**AIM:**
Copy the lines from the row that contains "det: brown autumn foliage" through the final row, replacing "per instance" with "for each instance" and changing nothing else.

******************************

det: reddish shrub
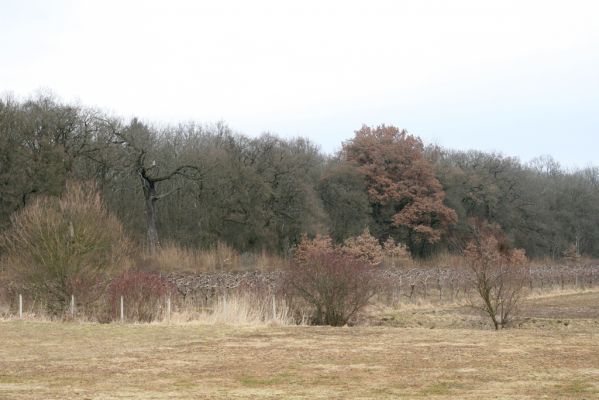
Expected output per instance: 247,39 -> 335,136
108,271 -> 176,322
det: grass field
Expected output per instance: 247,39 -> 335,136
0,292 -> 599,399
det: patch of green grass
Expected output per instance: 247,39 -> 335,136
418,382 -> 465,397
556,380 -> 598,395
239,373 -> 293,387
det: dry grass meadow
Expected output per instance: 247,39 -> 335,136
0,291 -> 599,399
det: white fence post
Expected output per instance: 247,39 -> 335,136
166,296 -> 171,323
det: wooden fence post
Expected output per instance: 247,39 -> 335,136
166,296 -> 171,324
71,294 -> 75,318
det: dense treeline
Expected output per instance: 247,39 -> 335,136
0,96 -> 599,258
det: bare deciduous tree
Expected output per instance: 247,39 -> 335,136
464,220 -> 527,330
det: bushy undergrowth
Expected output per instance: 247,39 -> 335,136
0,183 -> 130,315
286,250 -> 374,326
108,271 -> 177,322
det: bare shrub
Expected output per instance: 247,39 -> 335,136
287,250 -> 374,326
0,182 -> 130,315
464,226 -> 527,330
108,271 -> 176,322
293,234 -> 335,263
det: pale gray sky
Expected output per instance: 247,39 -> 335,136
0,0 -> 599,167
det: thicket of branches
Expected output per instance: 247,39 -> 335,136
0,96 -> 599,258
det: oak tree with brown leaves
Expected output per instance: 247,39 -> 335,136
342,125 -> 457,252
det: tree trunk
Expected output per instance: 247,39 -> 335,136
142,177 -> 160,254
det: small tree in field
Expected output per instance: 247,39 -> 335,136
464,226 -> 527,330
0,183 -> 129,314
288,249 -> 374,326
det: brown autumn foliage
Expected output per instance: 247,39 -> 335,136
341,228 -> 383,266
343,125 -> 457,243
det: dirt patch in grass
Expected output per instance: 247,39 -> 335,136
0,292 -> 599,399
0,321 -> 599,399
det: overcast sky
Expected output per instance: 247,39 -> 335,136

******************************

**REPLY TO THE TASK:**
det: brown autumn foliage
Expected output for each instance: 247,39 -> 335,136
341,228 -> 383,266
343,125 -> 457,243
det: dirt patch in grass
Expected output for each instance: 247,39 -> 335,136
0,292 -> 599,399
0,321 -> 599,399
det: overcast sky
Expected output for each instance: 247,39 -> 335,136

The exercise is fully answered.